─── Supplied entries ───
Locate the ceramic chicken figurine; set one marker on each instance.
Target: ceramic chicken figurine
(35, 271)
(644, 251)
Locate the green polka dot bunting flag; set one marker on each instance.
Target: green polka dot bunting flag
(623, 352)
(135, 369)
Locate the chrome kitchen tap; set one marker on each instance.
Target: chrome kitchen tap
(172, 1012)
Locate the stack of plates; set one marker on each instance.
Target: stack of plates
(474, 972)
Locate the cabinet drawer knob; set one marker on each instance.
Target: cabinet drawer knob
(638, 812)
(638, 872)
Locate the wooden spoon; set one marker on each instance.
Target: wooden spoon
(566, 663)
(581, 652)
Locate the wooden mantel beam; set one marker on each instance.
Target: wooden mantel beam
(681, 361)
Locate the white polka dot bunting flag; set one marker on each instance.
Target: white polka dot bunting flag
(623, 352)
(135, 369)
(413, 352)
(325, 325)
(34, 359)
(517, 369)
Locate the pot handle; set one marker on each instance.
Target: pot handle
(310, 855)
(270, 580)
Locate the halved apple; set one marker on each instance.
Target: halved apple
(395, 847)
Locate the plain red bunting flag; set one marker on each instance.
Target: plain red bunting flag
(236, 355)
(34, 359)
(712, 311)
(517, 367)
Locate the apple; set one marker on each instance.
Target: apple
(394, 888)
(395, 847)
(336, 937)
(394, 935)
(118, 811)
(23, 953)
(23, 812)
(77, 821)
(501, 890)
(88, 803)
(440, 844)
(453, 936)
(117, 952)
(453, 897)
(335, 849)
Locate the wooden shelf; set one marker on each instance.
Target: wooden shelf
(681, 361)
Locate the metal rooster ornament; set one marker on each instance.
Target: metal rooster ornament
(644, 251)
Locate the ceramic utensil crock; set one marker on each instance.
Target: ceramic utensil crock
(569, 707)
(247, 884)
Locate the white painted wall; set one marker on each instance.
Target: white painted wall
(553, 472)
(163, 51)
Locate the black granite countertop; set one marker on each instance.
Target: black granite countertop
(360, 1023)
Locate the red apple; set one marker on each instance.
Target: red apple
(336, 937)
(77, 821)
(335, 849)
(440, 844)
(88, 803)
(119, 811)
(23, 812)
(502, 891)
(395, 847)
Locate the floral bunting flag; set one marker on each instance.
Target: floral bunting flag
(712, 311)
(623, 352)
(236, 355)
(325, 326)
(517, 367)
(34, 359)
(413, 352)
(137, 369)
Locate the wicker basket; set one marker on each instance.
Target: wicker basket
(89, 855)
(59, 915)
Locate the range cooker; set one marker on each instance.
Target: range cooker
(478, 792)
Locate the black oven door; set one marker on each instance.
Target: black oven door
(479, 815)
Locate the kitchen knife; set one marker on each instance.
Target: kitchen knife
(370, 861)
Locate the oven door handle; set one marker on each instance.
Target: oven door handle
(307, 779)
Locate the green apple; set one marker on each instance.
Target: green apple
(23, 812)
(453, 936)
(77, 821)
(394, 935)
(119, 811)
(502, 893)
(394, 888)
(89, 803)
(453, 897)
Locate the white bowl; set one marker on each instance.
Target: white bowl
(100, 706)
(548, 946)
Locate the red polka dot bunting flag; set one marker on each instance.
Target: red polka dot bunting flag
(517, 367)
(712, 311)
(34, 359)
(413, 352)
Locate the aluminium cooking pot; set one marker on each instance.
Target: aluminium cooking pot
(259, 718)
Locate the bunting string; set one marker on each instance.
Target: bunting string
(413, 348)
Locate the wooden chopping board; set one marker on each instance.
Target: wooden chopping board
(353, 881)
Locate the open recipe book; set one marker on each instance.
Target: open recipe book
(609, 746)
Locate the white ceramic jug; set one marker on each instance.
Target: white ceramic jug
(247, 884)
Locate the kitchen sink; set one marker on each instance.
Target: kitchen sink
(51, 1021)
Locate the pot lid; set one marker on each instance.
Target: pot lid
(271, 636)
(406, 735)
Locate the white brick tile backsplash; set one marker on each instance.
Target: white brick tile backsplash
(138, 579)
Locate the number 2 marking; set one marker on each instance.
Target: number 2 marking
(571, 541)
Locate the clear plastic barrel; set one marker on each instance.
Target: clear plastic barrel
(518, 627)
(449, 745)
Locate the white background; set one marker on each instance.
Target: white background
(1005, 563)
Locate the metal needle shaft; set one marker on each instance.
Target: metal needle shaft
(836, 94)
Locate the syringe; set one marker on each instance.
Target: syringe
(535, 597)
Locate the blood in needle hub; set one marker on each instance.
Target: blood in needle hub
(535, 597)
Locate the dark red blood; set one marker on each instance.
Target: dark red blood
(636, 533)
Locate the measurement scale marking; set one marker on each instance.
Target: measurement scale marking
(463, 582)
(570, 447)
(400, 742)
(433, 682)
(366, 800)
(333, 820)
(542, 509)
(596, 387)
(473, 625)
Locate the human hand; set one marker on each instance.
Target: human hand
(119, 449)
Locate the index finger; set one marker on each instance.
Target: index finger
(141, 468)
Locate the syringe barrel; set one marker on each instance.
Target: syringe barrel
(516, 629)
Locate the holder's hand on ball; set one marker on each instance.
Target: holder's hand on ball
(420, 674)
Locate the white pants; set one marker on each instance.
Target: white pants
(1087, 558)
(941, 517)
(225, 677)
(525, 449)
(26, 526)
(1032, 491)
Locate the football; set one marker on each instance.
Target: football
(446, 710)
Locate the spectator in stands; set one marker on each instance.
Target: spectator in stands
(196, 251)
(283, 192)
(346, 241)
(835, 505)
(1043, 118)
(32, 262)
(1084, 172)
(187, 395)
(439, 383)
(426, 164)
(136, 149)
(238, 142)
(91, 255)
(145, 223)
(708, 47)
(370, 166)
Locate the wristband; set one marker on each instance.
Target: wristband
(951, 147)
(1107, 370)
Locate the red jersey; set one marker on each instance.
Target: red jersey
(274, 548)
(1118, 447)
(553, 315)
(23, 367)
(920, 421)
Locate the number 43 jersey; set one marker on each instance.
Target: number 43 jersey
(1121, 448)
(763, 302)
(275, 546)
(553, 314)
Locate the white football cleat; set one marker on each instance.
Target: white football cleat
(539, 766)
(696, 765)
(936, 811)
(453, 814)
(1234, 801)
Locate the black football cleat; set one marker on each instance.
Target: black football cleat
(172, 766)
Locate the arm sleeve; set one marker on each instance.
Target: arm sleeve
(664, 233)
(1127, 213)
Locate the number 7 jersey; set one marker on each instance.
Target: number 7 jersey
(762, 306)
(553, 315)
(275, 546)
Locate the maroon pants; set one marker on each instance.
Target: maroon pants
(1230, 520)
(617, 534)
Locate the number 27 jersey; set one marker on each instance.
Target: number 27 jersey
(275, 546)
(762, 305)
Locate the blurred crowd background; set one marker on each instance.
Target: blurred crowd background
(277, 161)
───
* What needs to be done
Copy each line exactly, from the line containing "Locate the holder's" down to the last line of the material, and no other lines.

* Response
Locate the holder's hand on ball; set one marker on each instance.
Target: holder's hand on ball
(420, 674)
Locate the white pants; set one marker on each instance.
Target: white pants
(1087, 558)
(941, 517)
(225, 677)
(525, 449)
(26, 526)
(1032, 491)
Locate the football; set one marker on each instance.
Target: football
(446, 710)
Locate the spectator in stands; set one marker on each instance.
Target: spectator in stands
(196, 251)
(283, 192)
(346, 241)
(835, 505)
(1043, 118)
(32, 262)
(1084, 172)
(187, 395)
(439, 383)
(426, 164)
(136, 149)
(238, 142)
(91, 255)
(145, 223)
(708, 47)
(370, 166)
Locate the wristband; set one marker on each instance.
Target: wristband
(951, 147)
(1107, 370)
Locate the red jersey; set one marker on each instance.
Target: red jersey
(274, 548)
(1118, 447)
(553, 315)
(23, 367)
(920, 421)
Locate the number 43 jersey; set one marker on each instance.
Target: number 43 jersey
(1121, 448)
(763, 302)
(275, 546)
(553, 314)
Locate the white football cleat; set one marker on each instance.
Target: white football cleat
(539, 766)
(696, 765)
(936, 811)
(453, 814)
(1234, 801)
Locate the black football cleat; set one marker on each instance.
Target: black football cleat
(172, 766)
Locate the arm sleeve; set one marker on each instance.
Target: arm sleeve
(664, 233)
(1127, 213)
Locate the number 7 jersey; set one marker on each instance.
Target: number 7 jersey
(762, 306)
(553, 315)
(275, 546)
Locate the maroon pants; set one marker on each instance.
Target: maroon pants
(1230, 520)
(617, 534)
Locate the number 27 jersey; set one marker on each instance.
Target: number 27 jersey
(275, 546)
(762, 305)
Locate the blurred crowd background; set one marker on each instance.
Target: blurred crowd background
(277, 161)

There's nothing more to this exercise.